# WORK INSTRUCTIONS
Find every line in the entries that contains the word "smiling" and copy each of those lines. Case counts, so match the word only with the same capitalization.

## START DATA LINES

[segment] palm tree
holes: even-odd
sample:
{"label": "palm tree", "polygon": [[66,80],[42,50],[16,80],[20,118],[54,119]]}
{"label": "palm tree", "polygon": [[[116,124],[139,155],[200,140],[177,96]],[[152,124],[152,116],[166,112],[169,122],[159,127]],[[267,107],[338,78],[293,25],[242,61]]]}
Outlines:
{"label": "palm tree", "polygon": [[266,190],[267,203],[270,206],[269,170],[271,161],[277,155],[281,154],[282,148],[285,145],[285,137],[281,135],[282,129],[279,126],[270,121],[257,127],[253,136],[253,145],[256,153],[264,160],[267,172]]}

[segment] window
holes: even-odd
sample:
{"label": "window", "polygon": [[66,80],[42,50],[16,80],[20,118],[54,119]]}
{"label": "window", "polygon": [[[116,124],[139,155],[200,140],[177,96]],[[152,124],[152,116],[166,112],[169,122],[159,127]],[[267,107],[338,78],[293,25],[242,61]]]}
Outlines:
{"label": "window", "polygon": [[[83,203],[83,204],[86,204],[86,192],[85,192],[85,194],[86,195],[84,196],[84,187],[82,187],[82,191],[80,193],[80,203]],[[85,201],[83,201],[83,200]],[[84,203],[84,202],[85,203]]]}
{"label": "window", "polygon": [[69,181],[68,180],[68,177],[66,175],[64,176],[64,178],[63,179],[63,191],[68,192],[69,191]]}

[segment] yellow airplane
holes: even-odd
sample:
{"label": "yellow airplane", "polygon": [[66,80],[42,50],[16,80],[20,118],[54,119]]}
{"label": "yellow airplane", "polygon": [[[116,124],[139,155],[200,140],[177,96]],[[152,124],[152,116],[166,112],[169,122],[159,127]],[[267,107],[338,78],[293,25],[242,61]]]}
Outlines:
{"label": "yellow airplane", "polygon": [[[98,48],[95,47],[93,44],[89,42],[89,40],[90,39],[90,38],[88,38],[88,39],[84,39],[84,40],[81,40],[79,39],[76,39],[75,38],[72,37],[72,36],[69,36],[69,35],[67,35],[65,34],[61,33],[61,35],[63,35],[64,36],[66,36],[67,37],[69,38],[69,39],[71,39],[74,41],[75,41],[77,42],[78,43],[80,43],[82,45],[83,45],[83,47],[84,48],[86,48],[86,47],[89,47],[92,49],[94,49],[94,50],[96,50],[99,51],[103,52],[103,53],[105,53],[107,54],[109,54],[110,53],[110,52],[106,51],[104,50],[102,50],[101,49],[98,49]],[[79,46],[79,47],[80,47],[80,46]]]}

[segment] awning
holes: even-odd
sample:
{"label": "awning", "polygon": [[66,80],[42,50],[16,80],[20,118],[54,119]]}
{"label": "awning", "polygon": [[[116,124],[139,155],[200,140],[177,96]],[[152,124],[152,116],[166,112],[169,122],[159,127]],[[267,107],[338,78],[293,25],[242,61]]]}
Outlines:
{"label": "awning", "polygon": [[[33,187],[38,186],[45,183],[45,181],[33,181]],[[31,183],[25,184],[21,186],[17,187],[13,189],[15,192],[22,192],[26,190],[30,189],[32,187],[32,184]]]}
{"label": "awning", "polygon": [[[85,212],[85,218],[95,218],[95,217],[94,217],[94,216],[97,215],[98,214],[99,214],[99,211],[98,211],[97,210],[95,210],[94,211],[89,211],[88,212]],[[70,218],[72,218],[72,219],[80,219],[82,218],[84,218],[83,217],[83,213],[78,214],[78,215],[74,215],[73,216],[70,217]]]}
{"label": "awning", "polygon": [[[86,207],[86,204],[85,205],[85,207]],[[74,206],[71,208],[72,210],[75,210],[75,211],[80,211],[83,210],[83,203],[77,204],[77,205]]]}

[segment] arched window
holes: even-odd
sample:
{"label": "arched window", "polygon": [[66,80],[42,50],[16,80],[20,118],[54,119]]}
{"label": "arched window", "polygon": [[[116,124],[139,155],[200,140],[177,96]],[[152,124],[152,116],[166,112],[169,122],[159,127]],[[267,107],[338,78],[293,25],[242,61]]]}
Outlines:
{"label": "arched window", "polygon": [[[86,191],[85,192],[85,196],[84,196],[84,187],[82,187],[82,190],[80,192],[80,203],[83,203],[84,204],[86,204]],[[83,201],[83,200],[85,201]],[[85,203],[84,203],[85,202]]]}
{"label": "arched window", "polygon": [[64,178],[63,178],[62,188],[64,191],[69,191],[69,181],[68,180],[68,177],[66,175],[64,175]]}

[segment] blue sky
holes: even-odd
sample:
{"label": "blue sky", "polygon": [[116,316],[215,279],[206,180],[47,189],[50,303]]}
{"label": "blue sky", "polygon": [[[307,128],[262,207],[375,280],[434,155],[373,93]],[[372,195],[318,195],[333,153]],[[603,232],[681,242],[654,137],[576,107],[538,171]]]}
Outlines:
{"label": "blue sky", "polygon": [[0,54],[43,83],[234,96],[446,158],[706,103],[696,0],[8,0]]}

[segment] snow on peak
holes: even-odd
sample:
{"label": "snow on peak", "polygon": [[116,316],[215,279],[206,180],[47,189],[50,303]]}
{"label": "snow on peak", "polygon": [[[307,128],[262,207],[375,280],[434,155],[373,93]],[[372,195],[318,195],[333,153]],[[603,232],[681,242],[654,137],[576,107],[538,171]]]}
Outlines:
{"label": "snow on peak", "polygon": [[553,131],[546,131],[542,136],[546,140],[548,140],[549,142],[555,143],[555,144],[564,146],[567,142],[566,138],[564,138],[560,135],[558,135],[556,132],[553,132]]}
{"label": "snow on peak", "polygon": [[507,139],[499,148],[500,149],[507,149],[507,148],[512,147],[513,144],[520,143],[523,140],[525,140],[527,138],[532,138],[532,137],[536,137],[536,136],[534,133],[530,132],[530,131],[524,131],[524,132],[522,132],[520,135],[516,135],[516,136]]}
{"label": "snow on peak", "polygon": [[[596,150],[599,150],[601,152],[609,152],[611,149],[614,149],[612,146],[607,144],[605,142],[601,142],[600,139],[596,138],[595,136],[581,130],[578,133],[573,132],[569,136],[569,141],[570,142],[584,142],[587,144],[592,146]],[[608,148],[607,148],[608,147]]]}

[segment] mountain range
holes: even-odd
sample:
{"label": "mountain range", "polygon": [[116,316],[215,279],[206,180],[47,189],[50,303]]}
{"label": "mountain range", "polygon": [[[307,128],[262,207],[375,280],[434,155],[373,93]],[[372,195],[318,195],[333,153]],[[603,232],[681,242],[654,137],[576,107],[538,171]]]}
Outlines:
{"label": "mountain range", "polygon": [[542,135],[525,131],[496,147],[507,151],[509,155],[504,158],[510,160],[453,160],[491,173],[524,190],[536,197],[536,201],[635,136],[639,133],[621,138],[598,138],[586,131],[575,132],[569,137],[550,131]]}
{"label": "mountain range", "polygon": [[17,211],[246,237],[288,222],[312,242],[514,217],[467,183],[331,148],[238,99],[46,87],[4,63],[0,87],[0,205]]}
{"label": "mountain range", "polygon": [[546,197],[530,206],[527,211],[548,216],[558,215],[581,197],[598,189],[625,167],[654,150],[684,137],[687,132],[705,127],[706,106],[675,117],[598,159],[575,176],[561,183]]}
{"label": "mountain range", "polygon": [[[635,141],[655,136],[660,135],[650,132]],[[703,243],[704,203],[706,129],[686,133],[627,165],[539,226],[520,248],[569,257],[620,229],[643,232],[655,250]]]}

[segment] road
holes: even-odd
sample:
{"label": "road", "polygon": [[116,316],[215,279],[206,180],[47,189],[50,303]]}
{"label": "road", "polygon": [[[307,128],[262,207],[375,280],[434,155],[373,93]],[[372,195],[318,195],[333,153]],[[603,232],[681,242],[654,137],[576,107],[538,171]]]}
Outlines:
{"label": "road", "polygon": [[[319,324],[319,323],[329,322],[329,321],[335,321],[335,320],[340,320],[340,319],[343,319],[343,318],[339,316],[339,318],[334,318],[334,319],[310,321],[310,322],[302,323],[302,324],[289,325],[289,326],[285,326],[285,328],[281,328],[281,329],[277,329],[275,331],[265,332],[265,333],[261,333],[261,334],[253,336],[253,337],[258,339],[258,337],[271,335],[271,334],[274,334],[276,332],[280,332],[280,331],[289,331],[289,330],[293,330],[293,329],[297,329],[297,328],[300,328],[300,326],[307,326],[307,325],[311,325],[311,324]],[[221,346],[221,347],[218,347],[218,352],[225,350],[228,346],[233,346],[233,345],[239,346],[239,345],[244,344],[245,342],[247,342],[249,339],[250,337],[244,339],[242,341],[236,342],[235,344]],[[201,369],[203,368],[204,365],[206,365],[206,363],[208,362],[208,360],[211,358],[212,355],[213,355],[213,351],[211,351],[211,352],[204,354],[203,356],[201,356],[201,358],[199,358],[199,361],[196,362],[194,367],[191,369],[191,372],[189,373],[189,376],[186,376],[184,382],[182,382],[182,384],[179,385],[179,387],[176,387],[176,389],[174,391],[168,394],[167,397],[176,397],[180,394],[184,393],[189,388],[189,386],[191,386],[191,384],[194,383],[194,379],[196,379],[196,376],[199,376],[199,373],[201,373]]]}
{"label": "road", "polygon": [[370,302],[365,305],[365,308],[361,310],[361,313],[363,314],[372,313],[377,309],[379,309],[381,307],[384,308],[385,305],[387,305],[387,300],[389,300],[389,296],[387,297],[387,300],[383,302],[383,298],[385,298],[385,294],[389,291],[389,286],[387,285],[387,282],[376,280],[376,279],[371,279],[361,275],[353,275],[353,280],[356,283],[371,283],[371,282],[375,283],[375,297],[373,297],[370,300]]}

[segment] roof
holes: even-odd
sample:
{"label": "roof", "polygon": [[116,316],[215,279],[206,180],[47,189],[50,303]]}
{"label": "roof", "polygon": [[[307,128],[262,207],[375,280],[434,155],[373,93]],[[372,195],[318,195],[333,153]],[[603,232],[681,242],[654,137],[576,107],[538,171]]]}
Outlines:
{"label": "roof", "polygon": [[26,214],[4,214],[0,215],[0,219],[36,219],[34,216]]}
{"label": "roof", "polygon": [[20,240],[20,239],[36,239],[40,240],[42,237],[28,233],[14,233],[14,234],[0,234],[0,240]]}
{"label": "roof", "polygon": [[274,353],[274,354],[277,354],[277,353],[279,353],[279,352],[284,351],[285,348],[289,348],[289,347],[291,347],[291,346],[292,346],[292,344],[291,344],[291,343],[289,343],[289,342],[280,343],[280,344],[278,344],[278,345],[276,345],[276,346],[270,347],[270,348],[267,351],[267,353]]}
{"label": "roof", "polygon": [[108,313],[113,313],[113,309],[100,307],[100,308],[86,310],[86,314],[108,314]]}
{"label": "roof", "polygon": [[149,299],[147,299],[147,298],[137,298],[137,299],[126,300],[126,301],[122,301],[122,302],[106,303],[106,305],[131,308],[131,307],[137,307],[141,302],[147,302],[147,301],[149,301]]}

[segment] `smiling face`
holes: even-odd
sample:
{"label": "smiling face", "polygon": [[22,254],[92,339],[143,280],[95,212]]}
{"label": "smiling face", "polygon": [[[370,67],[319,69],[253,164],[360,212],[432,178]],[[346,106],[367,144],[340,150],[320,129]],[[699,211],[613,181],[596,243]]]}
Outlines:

## END DATA LINES

# RESULT FOR THIS TASK
[segment] `smiling face`
{"label": "smiling face", "polygon": [[22,254],[92,339],[143,280],[95,212]]}
{"label": "smiling face", "polygon": [[[370,67],[319,69],[253,164],[360,212],[432,178]],[[346,106],[367,144],[340,150],[320,129]],[[699,211],[613,181],[596,243]]]}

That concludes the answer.